Goal 1 |
Answer these questions from the text on introducing new domains, which appears below:
(a) Under which attribute is the conversion function from integer to the given mode stored?
(b) What method is used for exponentiation if no exponentiation function is provided?
(c) How should modes such as modular arithmetic be flagged?

Page text |
════════════════════

Syntactically, such elements have the following form:

<domain element>:=NIL|integer|<structured domain element>

<structured domain element> ::=
        (<domain identifier>.<domain structure>),

where NIL represents the domain element zero.

To introduce a new domain, we need to define:

1) A conversion function from integer to the given mode, stored under
   the attribute I2D.

2) A conversion function from new mode to or from every other mode.

3) Particular instances of the binary operations +,- and * for this
   mode.

4) Particular instances of ZEROP, ONEP and MINUSP for this mode.
   Although ONEP could be defined in terms of ZEROP, we believe it is
   more efficient to have both functions (though this has not been
   thoroughly tested).

5) If domain is a field, a quotient must be defined.  If domain is a
   ring, a gcd and divide must be defined, and also a quotient
   function which returns NIL if the division fails.

6) A printing function for this mode that can print the object in a
   linear form. The printing function is associated with the attribute
   PRIFN.  This printing function should enclose the printed expression
   in parentheses if its top level operator has a precedence greater
   than +.

7) A function to convert structure to an appropriate prefix form.

8) A reading function for this mode.

9) A DNAME property for the tag, and a TAG property for the DNAME

10) Optionally, an exponentiation function. If this is not provided,
    repeated squaring is used (cf !:expt in dmodeop.red)

To facilitate this, all such modes should be listed in the global
variable DOMAINLIST!*.

The following rules should also be followed when introducing new
domains:

Some modes, such as modular arithmetic, require that integers be
converted to domain elements when input or addition or multiplication
of such objects occurs.  Such modes should be flagged "convert".

════════════════════

Records to process |
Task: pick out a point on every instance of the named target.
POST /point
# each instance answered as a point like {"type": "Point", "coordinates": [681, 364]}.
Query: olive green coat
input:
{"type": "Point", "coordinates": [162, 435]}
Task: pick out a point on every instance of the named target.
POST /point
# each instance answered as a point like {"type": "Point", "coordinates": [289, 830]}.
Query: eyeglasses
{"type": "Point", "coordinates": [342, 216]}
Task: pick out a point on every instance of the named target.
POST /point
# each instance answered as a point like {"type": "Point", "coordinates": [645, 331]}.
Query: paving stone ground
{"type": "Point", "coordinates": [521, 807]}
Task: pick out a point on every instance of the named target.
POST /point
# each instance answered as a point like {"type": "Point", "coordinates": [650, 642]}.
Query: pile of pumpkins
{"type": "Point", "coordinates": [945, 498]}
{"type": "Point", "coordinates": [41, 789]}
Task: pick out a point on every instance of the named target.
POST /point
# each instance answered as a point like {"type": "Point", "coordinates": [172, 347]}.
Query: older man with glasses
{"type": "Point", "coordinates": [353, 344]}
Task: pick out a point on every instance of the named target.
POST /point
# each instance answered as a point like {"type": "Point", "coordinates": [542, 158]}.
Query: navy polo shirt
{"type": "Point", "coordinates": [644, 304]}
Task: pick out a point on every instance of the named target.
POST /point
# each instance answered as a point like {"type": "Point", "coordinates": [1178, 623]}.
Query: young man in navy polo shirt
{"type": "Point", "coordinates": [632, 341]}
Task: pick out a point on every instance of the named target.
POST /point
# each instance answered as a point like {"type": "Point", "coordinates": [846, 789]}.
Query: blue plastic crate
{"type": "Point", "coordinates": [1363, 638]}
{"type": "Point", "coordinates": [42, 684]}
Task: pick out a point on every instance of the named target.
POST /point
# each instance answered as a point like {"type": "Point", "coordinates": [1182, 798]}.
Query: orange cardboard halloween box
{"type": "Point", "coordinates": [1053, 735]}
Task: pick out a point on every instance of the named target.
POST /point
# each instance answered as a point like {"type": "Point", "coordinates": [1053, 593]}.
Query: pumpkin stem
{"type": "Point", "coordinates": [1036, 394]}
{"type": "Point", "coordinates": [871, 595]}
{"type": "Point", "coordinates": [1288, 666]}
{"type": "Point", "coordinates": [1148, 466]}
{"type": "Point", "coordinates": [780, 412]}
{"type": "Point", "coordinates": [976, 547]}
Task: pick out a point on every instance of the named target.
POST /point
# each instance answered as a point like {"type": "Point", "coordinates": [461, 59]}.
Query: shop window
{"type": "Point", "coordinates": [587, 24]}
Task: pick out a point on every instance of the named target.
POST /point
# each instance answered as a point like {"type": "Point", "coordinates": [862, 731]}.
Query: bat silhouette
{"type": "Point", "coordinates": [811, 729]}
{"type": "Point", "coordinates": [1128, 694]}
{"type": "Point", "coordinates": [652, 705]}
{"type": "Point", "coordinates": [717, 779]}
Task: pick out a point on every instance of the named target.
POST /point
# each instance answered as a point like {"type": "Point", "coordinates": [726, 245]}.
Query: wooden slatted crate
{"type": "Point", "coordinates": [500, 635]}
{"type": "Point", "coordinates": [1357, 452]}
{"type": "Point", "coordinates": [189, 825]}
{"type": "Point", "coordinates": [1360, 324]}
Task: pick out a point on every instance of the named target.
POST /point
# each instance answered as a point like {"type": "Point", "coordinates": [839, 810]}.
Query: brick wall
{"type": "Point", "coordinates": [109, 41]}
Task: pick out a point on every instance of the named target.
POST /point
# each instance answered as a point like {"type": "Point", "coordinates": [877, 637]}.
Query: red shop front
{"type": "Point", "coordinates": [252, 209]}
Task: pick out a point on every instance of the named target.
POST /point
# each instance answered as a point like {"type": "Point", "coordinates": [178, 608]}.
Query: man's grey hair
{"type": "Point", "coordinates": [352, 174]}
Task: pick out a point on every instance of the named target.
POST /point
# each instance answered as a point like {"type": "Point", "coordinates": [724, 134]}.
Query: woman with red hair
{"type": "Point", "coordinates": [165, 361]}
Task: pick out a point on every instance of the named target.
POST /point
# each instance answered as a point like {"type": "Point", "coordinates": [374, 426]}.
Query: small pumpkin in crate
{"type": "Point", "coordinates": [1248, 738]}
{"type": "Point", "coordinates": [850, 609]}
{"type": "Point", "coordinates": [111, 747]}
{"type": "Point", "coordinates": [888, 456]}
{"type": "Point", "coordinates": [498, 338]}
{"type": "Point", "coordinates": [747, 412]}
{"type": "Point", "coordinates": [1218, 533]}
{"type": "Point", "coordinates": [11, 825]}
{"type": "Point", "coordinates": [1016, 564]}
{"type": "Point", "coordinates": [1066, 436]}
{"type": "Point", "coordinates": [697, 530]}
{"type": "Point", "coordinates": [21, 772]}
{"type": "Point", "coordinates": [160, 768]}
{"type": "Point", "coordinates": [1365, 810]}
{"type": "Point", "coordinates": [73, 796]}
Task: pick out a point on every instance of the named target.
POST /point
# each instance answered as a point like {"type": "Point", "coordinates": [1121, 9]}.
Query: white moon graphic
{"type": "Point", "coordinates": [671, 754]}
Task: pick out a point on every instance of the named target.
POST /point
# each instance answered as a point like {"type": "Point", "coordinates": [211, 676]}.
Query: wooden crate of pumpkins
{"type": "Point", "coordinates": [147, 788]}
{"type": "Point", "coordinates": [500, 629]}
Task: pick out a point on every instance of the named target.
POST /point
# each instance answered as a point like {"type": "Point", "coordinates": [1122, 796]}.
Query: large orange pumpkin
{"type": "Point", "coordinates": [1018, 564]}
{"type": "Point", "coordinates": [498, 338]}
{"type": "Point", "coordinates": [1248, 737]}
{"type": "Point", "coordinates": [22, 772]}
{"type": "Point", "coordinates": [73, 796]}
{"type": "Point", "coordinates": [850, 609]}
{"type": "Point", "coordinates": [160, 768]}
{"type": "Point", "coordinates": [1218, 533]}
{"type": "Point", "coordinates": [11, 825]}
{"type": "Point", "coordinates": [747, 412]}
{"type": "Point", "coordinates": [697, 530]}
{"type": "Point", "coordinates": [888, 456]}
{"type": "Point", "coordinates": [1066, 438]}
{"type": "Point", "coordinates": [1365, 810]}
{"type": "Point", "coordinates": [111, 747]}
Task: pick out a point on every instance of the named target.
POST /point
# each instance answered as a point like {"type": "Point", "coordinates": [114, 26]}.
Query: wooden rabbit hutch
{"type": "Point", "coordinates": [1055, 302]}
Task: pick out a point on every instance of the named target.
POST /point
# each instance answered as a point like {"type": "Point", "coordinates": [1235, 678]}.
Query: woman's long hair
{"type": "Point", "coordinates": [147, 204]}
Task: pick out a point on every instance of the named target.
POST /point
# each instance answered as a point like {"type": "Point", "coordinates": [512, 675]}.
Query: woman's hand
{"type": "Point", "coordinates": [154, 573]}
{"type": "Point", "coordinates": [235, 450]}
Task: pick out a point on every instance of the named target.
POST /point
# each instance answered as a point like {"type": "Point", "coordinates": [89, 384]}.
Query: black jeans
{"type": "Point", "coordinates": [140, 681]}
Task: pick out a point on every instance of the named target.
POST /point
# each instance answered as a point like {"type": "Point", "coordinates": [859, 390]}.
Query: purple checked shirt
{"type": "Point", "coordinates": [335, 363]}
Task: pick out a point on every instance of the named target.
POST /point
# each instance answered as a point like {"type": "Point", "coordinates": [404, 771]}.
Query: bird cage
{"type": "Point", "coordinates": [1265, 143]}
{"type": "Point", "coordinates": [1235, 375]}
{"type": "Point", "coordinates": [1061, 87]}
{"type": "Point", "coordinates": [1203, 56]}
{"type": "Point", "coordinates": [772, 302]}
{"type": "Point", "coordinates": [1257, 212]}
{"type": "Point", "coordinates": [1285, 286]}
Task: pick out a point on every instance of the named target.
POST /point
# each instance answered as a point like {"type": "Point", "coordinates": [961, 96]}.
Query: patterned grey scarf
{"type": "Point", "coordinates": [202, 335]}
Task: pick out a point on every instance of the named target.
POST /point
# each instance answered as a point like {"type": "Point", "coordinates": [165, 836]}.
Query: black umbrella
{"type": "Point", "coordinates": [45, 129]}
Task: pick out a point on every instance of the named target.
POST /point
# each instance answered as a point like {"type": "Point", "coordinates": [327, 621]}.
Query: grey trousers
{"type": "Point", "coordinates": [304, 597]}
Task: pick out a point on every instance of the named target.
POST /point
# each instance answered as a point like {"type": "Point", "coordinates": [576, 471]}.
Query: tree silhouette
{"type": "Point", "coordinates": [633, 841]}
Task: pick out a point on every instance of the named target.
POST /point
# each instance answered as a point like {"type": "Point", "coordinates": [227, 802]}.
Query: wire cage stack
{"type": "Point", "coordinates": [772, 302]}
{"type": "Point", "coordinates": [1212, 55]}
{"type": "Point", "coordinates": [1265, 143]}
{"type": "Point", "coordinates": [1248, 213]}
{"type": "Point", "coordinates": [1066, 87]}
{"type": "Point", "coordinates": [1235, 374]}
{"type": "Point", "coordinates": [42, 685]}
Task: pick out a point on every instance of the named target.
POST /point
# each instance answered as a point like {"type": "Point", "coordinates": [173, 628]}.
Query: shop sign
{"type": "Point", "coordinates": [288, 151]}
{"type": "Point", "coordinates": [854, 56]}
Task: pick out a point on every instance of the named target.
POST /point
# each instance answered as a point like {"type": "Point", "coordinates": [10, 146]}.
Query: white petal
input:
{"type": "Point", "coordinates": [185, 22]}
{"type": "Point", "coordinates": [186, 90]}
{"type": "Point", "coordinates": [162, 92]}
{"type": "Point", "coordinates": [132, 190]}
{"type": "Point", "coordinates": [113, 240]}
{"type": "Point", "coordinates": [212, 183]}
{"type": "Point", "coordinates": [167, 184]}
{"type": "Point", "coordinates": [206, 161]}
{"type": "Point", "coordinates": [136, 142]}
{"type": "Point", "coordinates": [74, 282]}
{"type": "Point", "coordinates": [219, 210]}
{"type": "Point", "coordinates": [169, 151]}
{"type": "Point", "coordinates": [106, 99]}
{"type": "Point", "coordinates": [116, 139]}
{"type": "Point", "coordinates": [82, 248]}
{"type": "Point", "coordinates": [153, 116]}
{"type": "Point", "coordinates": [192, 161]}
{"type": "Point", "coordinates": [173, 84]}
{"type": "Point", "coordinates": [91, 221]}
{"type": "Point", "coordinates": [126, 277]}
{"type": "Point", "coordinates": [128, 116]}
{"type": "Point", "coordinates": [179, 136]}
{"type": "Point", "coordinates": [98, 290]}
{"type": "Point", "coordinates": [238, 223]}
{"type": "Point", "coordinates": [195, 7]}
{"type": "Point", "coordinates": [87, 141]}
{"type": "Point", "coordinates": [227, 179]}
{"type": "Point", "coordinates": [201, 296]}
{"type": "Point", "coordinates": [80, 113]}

════════════════════

Goal 2 | Find every line of the records above that contains the word "white", and copy each one. Case counts.

Written reply 1 |
(a) I2D
(b) Repeated squaring
(c) "convert"

Written reply 2 |
Query: white moon graphic
Query: white petal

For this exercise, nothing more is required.